= Problem =
Arrange every line of the records below as a numbered list, leaving out any blank lines.

Point-based annotation records:

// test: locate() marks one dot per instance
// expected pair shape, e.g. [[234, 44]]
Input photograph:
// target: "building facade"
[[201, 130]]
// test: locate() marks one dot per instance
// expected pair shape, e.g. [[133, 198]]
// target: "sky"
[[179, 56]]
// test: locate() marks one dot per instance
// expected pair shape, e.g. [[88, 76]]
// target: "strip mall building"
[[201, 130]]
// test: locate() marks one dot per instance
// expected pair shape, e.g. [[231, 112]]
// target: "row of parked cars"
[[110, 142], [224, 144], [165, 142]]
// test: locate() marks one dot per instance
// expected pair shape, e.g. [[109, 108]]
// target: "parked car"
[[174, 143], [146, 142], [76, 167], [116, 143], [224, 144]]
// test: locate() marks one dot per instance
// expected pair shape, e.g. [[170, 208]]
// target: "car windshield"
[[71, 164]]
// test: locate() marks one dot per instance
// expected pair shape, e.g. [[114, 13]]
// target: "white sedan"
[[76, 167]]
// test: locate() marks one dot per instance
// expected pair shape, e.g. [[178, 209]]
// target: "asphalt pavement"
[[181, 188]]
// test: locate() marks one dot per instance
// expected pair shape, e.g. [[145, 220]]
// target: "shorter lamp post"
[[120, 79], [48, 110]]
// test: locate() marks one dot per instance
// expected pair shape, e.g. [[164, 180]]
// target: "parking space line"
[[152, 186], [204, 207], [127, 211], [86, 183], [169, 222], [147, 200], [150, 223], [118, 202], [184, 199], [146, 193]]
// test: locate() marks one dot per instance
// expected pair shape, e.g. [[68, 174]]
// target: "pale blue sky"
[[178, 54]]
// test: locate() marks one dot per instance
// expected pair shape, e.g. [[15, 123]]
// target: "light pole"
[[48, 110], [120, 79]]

= Solution to this task =
1. // test: locate() marks one dot per instance
2. // expected pair shape, e.g. [[234, 44]]
3. Input photograph:
4. // target: "building facade"
5. [[201, 130]]
6. // test: locate() marks one dot per instance
7. // expected pair shape, e.g. [[133, 198]]
8. // target: "sky"
9. [[179, 56]]
10. // test: locate() marks one dot per instance
11. // expected pair shape, e.g. [[88, 76]]
12. // target: "strip mall building"
13. [[201, 130]]
14. // test: locate() marks one dot per instance
15. // expected pair shape, e.g. [[231, 112]]
16. // target: "row of parked cars"
17. [[110, 142], [224, 144], [165, 142]]
18. // test: locate() marks one dot per instance
19. // expected pair shape, e.g. [[109, 108]]
20. // target: "parked car"
21. [[174, 143], [146, 142], [76, 167], [116, 143], [224, 144]]
22. // test: locate() marks one dot per instance
23. // expected pair shape, e.g. [[170, 208]]
24. // target: "car windshield"
25. [[71, 164]]
26. // test: locate() marks one dot per instance
27. // expected pair shape, e.g. [[114, 13]]
28. // target: "white sedan"
29. [[76, 167]]
30. // test: locate() marks one dot per instance
31. // expected pair shape, e.g. [[178, 209]]
32. // target: "asphalt pavement"
33. [[181, 188]]
34. // test: locate() marks one dot per instance
35. // expected pair shape, e.g. [[145, 220]]
36. // target: "shorter lamp post"
37. [[120, 79], [48, 110]]
38. // test: locate() marks one dot per instance
39. // expected pair shape, e.g. [[164, 180]]
40. // target: "parking space line"
41. [[152, 186], [204, 207], [127, 211], [86, 183], [169, 222], [147, 200], [150, 223], [118, 202], [184, 199], [146, 193]]
42. // test: locate() marks one dot per instance
43. // expected pair shape, e.g. [[68, 174]]
44. // target: "pale blue sky"
45. [[178, 54]]
46. // test: locate() marks one dot per instance
47. // expected pair shape, e.g. [[15, 123]]
48. // target: "light pole"
49. [[48, 110], [120, 79]]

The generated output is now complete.